== WHAT THIS TASK INVOLVES ==
Please set down each entry exactly, omitting any picture it holds.

== SUPPLIED INFORMATION ==
============

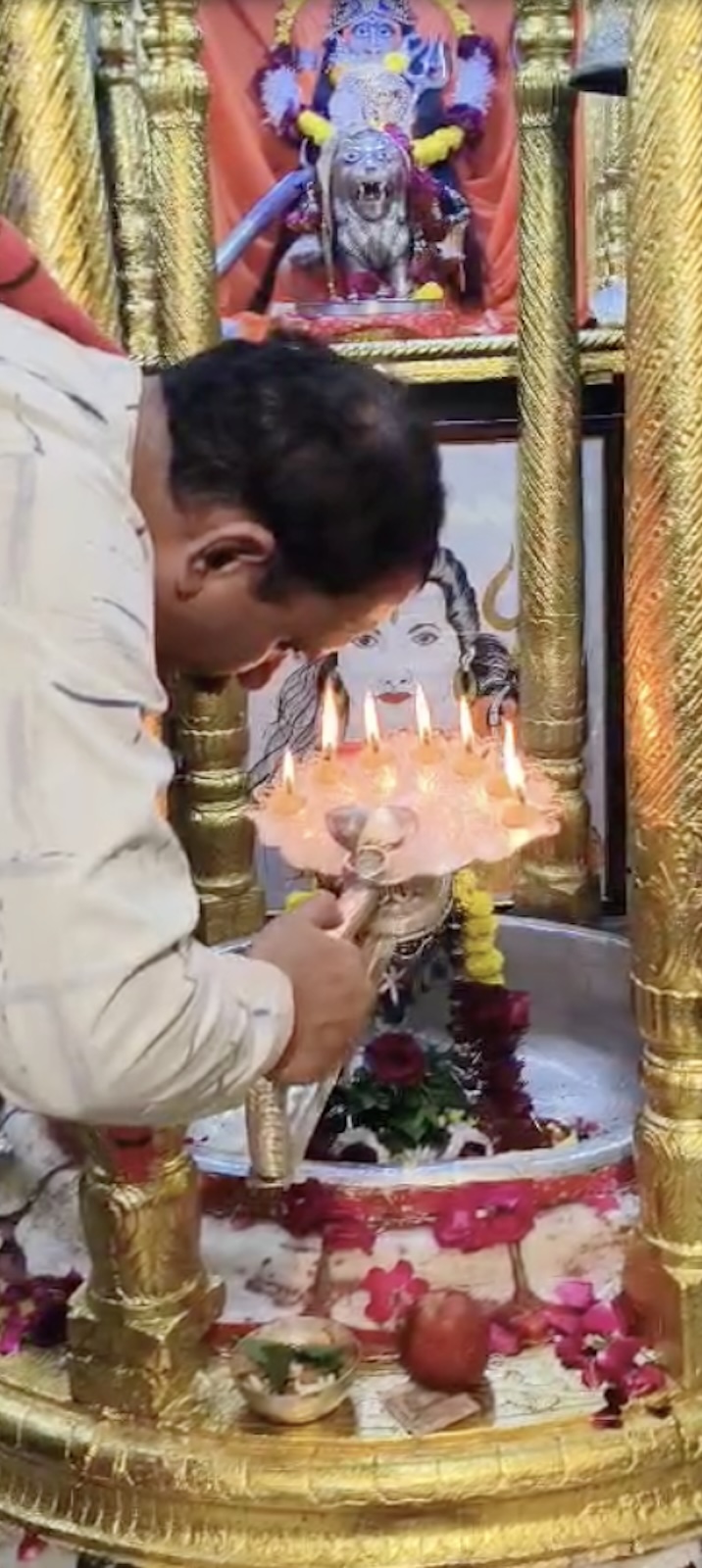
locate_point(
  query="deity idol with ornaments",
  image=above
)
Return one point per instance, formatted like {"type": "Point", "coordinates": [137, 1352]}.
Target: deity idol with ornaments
{"type": "Point", "coordinates": [382, 216]}
{"type": "Point", "coordinates": [479, 1136]}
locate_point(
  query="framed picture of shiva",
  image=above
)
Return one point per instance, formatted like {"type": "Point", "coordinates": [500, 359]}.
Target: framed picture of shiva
{"type": "Point", "coordinates": [460, 634]}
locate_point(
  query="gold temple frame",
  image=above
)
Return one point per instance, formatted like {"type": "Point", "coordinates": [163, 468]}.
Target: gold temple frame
{"type": "Point", "coordinates": [83, 1455]}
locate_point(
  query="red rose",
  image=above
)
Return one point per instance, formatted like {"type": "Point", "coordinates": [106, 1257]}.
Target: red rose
{"type": "Point", "coordinates": [486, 1010]}
{"type": "Point", "coordinates": [395, 1058]}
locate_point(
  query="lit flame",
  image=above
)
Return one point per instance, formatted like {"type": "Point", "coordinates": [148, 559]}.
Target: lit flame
{"type": "Point", "coordinates": [511, 762]}
{"type": "Point", "coordinates": [370, 720]}
{"type": "Point", "coordinates": [468, 733]}
{"type": "Point", "coordinates": [288, 773]}
{"type": "Point", "coordinates": [424, 717]}
{"type": "Point", "coordinates": [329, 723]}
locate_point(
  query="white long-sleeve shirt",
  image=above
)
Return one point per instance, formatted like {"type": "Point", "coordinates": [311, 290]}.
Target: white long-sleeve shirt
{"type": "Point", "coordinates": [110, 1011]}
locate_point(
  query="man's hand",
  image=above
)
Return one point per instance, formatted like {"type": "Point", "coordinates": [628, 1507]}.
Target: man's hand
{"type": "Point", "coordinates": [332, 996]}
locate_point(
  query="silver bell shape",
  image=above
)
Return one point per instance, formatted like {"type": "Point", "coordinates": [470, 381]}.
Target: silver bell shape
{"type": "Point", "coordinates": [604, 59]}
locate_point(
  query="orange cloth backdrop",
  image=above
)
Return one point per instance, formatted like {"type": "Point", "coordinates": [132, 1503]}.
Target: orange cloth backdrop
{"type": "Point", "coordinates": [246, 159]}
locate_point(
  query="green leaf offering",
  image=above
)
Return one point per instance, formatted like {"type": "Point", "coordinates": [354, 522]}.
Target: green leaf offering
{"type": "Point", "coordinates": [275, 1360]}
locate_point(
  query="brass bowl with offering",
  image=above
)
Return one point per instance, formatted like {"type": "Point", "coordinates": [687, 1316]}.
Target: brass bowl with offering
{"type": "Point", "coordinates": [296, 1371]}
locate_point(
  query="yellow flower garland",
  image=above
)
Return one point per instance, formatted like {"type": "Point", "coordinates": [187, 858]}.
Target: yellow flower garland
{"type": "Point", "coordinates": [437, 146]}
{"type": "Point", "coordinates": [316, 127]}
{"type": "Point", "coordinates": [287, 16]}
{"type": "Point", "coordinates": [483, 960]}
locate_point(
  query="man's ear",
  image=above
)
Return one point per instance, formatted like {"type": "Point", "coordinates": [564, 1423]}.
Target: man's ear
{"type": "Point", "coordinates": [222, 551]}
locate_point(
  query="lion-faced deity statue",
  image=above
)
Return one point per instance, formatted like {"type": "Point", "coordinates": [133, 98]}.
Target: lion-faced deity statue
{"type": "Point", "coordinates": [367, 200]}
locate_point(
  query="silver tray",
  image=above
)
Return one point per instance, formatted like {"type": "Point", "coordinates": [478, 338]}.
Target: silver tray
{"type": "Point", "coordinates": [581, 1057]}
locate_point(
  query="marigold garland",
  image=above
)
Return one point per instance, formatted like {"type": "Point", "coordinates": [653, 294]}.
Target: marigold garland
{"type": "Point", "coordinates": [483, 960]}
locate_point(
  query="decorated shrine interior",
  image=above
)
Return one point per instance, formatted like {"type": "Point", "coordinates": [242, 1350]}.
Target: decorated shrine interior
{"type": "Point", "coordinates": [442, 1308]}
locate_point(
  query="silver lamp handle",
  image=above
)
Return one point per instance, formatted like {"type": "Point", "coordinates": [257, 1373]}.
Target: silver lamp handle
{"type": "Point", "coordinates": [280, 1121]}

============

== COMPLETED EXERCISE ==
locate_point(
  query="deity idol with ornaments",
  image=above
)
Return one point per instance, formatted like {"type": "Point", "coordinates": [137, 1352]}.
Target: deity idol with ornaments
{"type": "Point", "coordinates": [382, 216]}
{"type": "Point", "coordinates": [479, 1136]}
locate_point(
  query="framed picture of shiva",
  image=above
)
Return one point per instance, formatted like {"type": "Point", "coordinates": [500, 359]}.
Target: framed picture of shiva
{"type": "Point", "coordinates": [460, 634]}
locate_point(
  query="gold temple frame",
  image=above
)
Return one point per instance, formatted like {"type": "Point", "coordinates": [163, 468]}.
Target: gold temple frame
{"type": "Point", "coordinates": [83, 1455]}
locate_point(
  query="red rose",
  image=above
)
Return one point per instance, formatted like {"type": "Point", "coordinates": [106, 1257]}.
Target: red rose
{"type": "Point", "coordinates": [486, 1010]}
{"type": "Point", "coordinates": [395, 1058]}
locate_point(
  query="lit flame",
  image=above
)
Return one point per instance, formatted like {"type": "Point", "coordinates": [148, 559]}.
Target: lit flame
{"type": "Point", "coordinates": [511, 762]}
{"type": "Point", "coordinates": [370, 720]}
{"type": "Point", "coordinates": [468, 733]}
{"type": "Point", "coordinates": [288, 773]}
{"type": "Point", "coordinates": [424, 717]}
{"type": "Point", "coordinates": [329, 723]}
locate_point(
  query="white long-sleeve shirt",
  image=above
)
Return one point per instance, formatted like {"type": "Point", "coordinates": [311, 290]}.
Target: white long-sleeve shirt
{"type": "Point", "coordinates": [110, 1011]}
locate_point(
  query="man's hand",
  image=above
)
Return one point per instance, formatted like {"type": "Point", "coordinates": [628, 1507]}.
Target: man's hand
{"type": "Point", "coordinates": [332, 996]}
locate_point(
  query="silver bell shape",
  image=above
)
Return one point per instance, formatted like {"type": "Point", "coordinates": [470, 381]}.
Target: silver bell shape
{"type": "Point", "coordinates": [604, 59]}
locate_point(
  query="orange cloth backdrop",
  image=above
)
Return one point per instance, formatted like {"type": "Point", "coordinates": [132, 1503]}.
Target: orange cloth backdrop
{"type": "Point", "coordinates": [246, 159]}
locate_point(
  query="green leaf offering",
  image=above
)
Return one point per instance, formatted like {"type": "Point", "coordinates": [354, 522]}.
Target: green leaf offering
{"type": "Point", "coordinates": [275, 1360]}
locate_point(
  query="brass bowl with offering",
  image=above
)
Return one point per instance, formatted like {"type": "Point", "coordinates": [687, 1316]}.
Target: brass bowl with offering
{"type": "Point", "coordinates": [296, 1371]}
locate_point(
  query="yellow flower garland",
  image=above
)
Return one point per instance, formatted like {"type": "Point", "coordinates": [187, 858]}.
Target: yellow flower garland
{"type": "Point", "coordinates": [437, 146]}
{"type": "Point", "coordinates": [316, 127]}
{"type": "Point", "coordinates": [287, 16]}
{"type": "Point", "coordinates": [483, 960]}
locate_point(
  query="man's ear",
  image=above
)
Return one point per instance, formatted like {"type": "Point", "coordinates": [564, 1423]}.
Target: man's ear
{"type": "Point", "coordinates": [222, 551]}
locate_point(
  query="lion-faced deity statue",
  image=above
)
Return one point per instance, formatted like {"type": "Point", "coordinates": [133, 98]}.
Target: lion-faced deity statue
{"type": "Point", "coordinates": [367, 200]}
locate_point(
  query="silver tray",
  image=above
)
Return one point per instance, formatted like {"type": "Point", "coordinates": [478, 338]}.
Target: silver tray
{"type": "Point", "coordinates": [581, 1057]}
locate_point(
  query="marigold garland",
  image=above
)
Return one point per instance, formatted like {"type": "Point", "coordinates": [653, 294]}.
Target: marigold garland
{"type": "Point", "coordinates": [483, 960]}
locate_point(
  query="decorated shrine interior",
  image=above
)
Return one point per instance, formatted like {"type": "Point", "coordinates": [242, 1350]}.
Target: decorated shrine interior
{"type": "Point", "coordinates": [442, 1308]}
locate_point(
  query="silver lamp handle",
  image=above
)
Return one point per instance, formatted like {"type": "Point", "coordinates": [257, 1373]}.
Target: silver lamp handle
{"type": "Point", "coordinates": [280, 1121]}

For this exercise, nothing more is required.